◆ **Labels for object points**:
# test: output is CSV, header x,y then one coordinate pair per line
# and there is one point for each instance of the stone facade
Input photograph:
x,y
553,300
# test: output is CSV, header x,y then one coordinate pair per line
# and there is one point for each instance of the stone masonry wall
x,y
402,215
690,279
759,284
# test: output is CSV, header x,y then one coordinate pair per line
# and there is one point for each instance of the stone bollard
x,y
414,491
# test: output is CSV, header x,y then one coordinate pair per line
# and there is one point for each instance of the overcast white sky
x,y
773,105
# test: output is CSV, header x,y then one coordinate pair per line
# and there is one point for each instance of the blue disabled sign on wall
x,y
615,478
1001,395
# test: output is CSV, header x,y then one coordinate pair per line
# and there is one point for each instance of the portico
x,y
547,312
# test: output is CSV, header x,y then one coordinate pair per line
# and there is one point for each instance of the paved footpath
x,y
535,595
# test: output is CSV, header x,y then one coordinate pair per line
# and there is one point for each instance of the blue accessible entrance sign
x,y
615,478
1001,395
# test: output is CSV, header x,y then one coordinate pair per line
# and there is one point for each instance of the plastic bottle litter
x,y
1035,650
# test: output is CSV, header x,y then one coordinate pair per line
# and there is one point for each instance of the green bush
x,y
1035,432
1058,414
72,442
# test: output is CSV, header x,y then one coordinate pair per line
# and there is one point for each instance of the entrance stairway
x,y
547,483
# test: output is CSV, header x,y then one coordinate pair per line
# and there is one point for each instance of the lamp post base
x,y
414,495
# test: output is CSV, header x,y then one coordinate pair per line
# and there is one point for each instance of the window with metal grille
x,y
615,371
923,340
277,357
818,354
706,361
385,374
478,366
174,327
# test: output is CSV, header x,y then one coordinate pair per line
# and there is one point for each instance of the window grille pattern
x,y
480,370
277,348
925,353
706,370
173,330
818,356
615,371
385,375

◆ **To be done**:
Pull out each line above that contains the word "entrance", copying it in full.

◆ **Written reply**:
# and there is one point for each instance of the blue accessible entrance sign
# and there is one point for each instance of the entrance stairway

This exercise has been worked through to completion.